[Collection entries]
-.-.-

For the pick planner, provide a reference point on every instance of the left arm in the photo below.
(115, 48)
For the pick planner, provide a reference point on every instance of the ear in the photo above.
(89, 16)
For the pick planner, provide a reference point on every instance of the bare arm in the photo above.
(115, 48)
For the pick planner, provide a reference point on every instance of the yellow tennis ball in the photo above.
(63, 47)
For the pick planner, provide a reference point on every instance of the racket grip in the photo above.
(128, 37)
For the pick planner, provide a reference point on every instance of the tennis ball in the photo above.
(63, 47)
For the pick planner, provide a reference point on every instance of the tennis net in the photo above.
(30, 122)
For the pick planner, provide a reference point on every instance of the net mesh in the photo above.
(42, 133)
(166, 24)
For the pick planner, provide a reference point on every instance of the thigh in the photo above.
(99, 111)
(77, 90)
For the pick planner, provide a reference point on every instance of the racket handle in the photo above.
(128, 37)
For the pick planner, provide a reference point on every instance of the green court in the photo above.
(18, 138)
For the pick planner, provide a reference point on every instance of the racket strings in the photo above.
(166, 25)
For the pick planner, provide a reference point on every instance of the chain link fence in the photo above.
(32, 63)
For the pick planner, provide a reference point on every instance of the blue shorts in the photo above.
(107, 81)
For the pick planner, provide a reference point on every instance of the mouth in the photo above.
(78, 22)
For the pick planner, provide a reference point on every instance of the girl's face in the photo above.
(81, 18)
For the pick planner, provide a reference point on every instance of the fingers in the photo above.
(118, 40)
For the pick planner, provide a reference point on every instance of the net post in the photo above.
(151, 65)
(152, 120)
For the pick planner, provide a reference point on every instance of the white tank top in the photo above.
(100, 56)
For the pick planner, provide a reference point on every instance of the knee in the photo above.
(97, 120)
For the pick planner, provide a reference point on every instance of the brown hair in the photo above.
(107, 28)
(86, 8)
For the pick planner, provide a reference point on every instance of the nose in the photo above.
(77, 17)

-.-.-

Reproduce the lines verbatim, starting at the line that contains "top in the photo above." and ending at the final line of the entries, with both ends included.

For the pick planner, provide a reference point on every instance of the white tank top in the photo above.
(100, 56)
For the pick planner, provide a reference point on every instance of the knee in the photo above.
(97, 120)
For the pick planner, provide a reference point on every instance of the brown hair in the photo above.
(107, 28)
(86, 8)
For the pick planner, provide a reference point on every instance of the nose in the photo above.
(77, 17)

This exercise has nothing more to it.